- [Tasks to carry out]:
- a) Return the part of the court opinion between "STATE OF NEW" and "Coleman, J.s.c. (dissenting).", inclusive, copied word for word.
- b) In the court opinion, what term does the defendant argue is the maximum for murder under the Code?

- [Document segment]:
──────

Decided: December 12, 1979.
STATE OF NEW JERSEY, PLAINTIFF,
JOHN MAGUIRE, DEFENDANT
Marzulli, Coleman and Yanoff. The opinion of the court was delivered by Marzulli, J.s.c. Coleman, J.s.c. (dissenting).
[176 NJSuper Page 167]
On December 16, 1975 defendant was found guilty of felony murder. Immediately thereafter a sentence of life in prison was imposed. He is presently serving that sentence.
Defendant brings this motion for resentencing under the New Jersey Code of Criminal Justice, N.J.S.A. 2C:1-1 d(2). Defendant contends he has been sentenced to a maximum term of imprisonment for an offense committed prior to the effective date of the Code, which exceeds the maximum established by the Code for such offense. Defendant argues the maximum for murder under the Code is 30 years, although he admits under N.J.S.A. 2C:43-7, the extended term provision, a sentencing judge has discretion to impose a life sentence. Defendant correctly states that under Title 2A there was no such discretion, the court being compelled to impose a life sentence upon conviction of murder in the first degree. N.J.S.A. 2A:113-1, 113-4; State v. Funicello , 60 N.J. 60 (1972), cert. den. sub nom. New Jersey v. Presha , 408 U.S. 942, 92 S. Ct. 2849, 33 L. Ed. 2d 766 (1976); State v. Corbitt , 74 N.J. 379 (1977), aff'd 439 U.S. 212, 99 S. Ct. 492, 58 L. Ed. 2d 466 (1978). Once defendant has been found guilty of murder in the first degree, the trial judge has no alternative except to "pronounce the prescribed, mandatory sentence of life imprisonment." A probation report should be prepared for the assistance of prison authorities. State v. Robinson , 139 N.J. Super. 58, 65 (App.Div.1976).
In endeavoring to determine whether this case qualifies for resentencing under the new Code, this court must decide whether the sentence defendant is serving is greater than the maximum established by the Code for such an offense. What is the meaning of the word "maximum" as it applies to murder under the Code?

──────

- [Data lines]:
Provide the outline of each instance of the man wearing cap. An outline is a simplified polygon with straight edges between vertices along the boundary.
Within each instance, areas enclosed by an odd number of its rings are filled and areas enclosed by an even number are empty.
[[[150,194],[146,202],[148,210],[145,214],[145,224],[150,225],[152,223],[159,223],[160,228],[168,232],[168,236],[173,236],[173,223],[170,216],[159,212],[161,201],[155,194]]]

──────

- [Answers to the problems]:
- a)
STATE OF NEW JERSEY, PLAINTIFF,
JOHN MAGUIRE, DEFENDANT
Marzulli, Coleman and Yanoff. The opinion of the court was delivered by Marzulli, J.s.c. Coleman, J.s.c. (dissenting).

- b) 30 years.